## Challenges
A. In the passage on the Maiden Lane companies, condense the paragraph beginning "Maiden Lane II LLC (ML II LLC) and Maiden Lane III LLC" into a short bulleted list that keeps its main facts.
B. Repeat word for word the part of the Maiden Lane passage that opens with the words containing "On November 10, 2008, the" and closes with "AIG (AIG Subsidiaries).".
**** Document
In 2008, as part of extending support to specific institutions, under section 13(3) of the Federal Reserve Act, the Federal Reserve Board authorized the New York Fed to facilitate formation of three limited liability companies.

Maiden Lane LLC (ML LLC) was formed to facilitate the merger of the Bear Stearns Companies, Inc. and JPMorgan Chase & Co. The New York Fed extended credit to ML LLC to acquire certain assets of Bear Stearns.

Maiden Lane II LLC (ML II LLC) and Maiden Lane III LLC (ML III LLC) were formed to facilitate the restructuring of the New York Fed’s financial support to American International Group (AIG). The New York Fed extended credit to ML II LLC to purchase residential mortgage-backed securities from the securities lending portfolio of several regulated U.S. insurance subsidiaries of AIG. The New York Fed extended credit to ML III LLC to purchase multi-sector collateralized debt obligations from certain counterparties of AIG Financial Products Corp.

More detailed description of each of the Maiden Lane transactions, along with certain information on each company’s assets and liabilities is provided below.

 
 

On November 10, 2008, the Federal Reserve Board and the U.S. Treasury Department announced the restructuring of the government’s financial support to American International Group, Inc. (AIG) in order to facilitate its ability to complete its restructuring process. As part of this restructuring, under section 13(3) of the Federal Reserve Act, the Federal Reserve Board authorized the Federal Reserve Bank of New York (New York Fed) to lend up to $22.5 billion to a newly formed Delaware limited liability company, Maiden Lane II LLC (ML II LLC), to fund the purchase of residential mortgage-backed securities (RMBS) from the securities lending portfolio of several regulated U.S. insurance subsidiaries of AIG (AIG Subsidiaries).

Transaction Overview
ML II LLC was formed in the fourth quarter of 2008. On December 12, 2008, ML II LLC purchased RMBS with an estimated fair value of approximately $20.8 billion, determined as of October 31, 2008, (Asset Portfolio). ML II LLC financed this purchase by borrowing $19.5 billion (Senior Loan) from the New York Fed. The Senior Loan proceeds, after adjustments (totaling $0.3 billion between October 31, 2008, and December 31, 2008) including principal and interest payments received by the AIG Subsidiaries on the RMBS, were used to purchase the $20.8 billion Asset Portfolio. In addition to receiving the cash purchase price on the closing date, AIG Subsidiaries received a contingent right to collect the deferred portion of the total purchase price of $1.0 billion (Fixed Deferred Purchase Price) plus a one-sixth participation in the residual portfolio cash flow, if any, each following ML II LLC’s repayment of the Senior Loan and accrued interest thereon to the New York Fed.
********
**** Material provided
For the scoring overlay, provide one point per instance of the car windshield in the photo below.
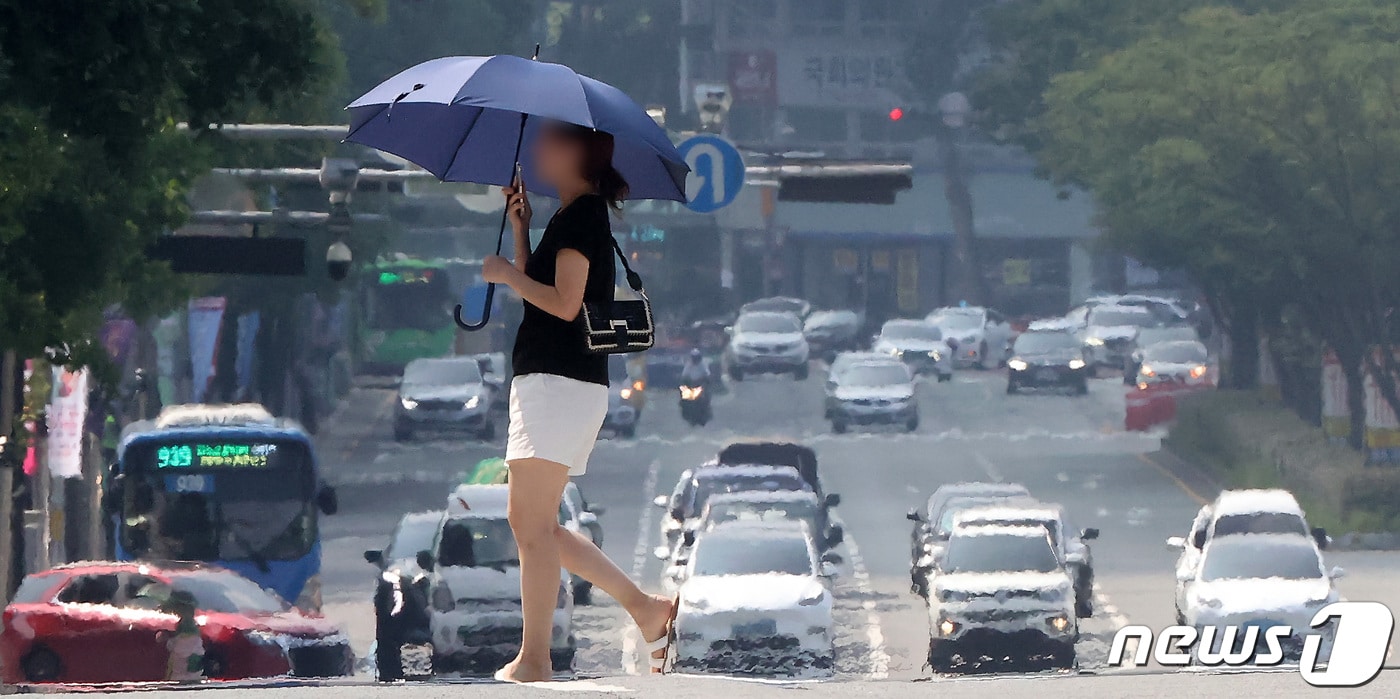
********
## Results of the exercise
A.
- ML II LLC and ML III LLC were formed to help restructure the New York Fed's financial support to AIG.
- The New York Fed lent to ML II LLC so it could buy residential mortgage-backed securities from the securities lending portfolio of several regulated U.S. insurance subsidiaries of AIG.
- The New York Fed lent to ML III LLC so it could buy multi-sector collateralized debt obligations from certain counterparties of AIG Financial Products Corp.

B.
On November 10, 2008, the Federal Reserve Board and the U.S. Treasury Department announced the restructuring of the government’s financial support to American International Group, Inc. (AIG) in order to facilitate its ability to complete its restructuring process. As part of this restructuring, under section 13(3) of the Federal Reserve Act, the Federal Reserve Board authorized the Federal Reserve Bank of New York (New York Fed) to lend up to $22.5 billion to a newly formed Delaware limited liability company, Maiden Lane II LLC (ML II LLC), to fund the purchase of residential mortgage-backed securities (RMBS) from the securities lending portfolio of several regulated U.S. insurance subsidiaries of AIG (AIG Subsidiaries).